» Exercise objective:
Pick out each line of the listing below that contains the word "insect", and copy those lines as they appear. Matches are case-sensitive.

» Listing:
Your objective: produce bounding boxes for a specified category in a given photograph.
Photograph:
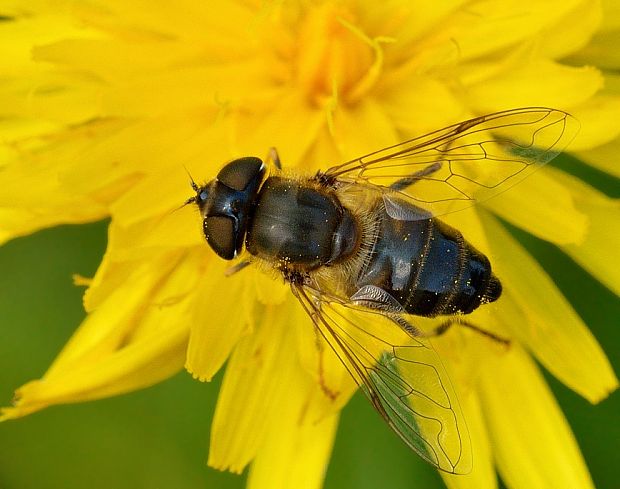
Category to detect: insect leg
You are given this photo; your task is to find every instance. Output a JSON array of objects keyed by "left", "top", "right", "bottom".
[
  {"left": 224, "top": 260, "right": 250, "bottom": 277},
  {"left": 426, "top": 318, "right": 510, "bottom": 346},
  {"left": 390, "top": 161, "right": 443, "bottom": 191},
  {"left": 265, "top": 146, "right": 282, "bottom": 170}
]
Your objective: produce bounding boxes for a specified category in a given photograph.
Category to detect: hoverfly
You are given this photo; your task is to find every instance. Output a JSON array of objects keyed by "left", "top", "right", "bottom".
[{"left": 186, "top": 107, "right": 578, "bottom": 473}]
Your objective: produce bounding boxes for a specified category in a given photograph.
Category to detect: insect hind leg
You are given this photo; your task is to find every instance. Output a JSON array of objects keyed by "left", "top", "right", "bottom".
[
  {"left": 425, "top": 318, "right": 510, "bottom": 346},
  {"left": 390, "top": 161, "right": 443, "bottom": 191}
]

--

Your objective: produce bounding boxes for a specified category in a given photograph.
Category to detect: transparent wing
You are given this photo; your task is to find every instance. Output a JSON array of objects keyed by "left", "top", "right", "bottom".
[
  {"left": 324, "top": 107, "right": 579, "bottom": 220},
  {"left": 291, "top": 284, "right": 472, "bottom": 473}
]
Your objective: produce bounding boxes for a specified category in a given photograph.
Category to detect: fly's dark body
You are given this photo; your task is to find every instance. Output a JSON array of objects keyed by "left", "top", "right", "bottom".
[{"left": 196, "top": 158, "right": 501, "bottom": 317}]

» Exercise solution:
Category to detect: insect leg
Category to detect: insect hind leg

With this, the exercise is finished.